What the exercise asks
Copy exactly the lines of the material below that run from the one containing "Check that each instance of the plant" through the one containing "Check that each instance of the lens". Copy no other lines.

Raw data

================================

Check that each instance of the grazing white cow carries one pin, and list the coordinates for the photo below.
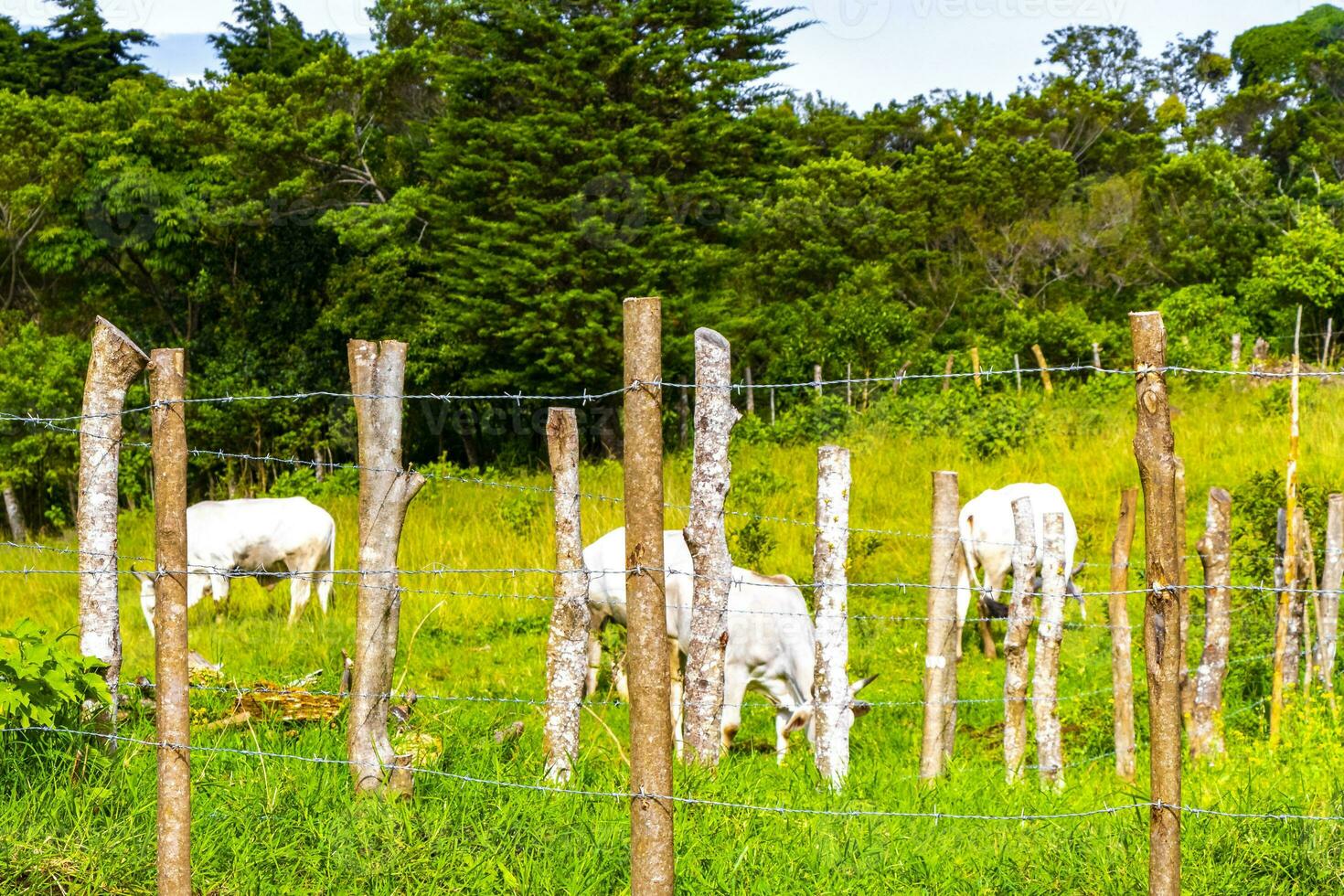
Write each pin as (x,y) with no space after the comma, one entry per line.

================================

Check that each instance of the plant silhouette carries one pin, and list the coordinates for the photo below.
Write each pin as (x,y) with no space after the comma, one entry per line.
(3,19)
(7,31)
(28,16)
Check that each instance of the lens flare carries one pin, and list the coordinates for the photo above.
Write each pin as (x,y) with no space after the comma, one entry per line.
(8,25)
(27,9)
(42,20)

================================

Answer to this task
Check that each instance of the plant silhouette carries one pin, and list the coordinates for the photo below.
Write each pin as (x,y) with no space after the comma, one entry per line.
(3,19)
(7,31)
(28,16)
Check that each instance of the lens flare carries one pin, and list the coordinates for the photo above.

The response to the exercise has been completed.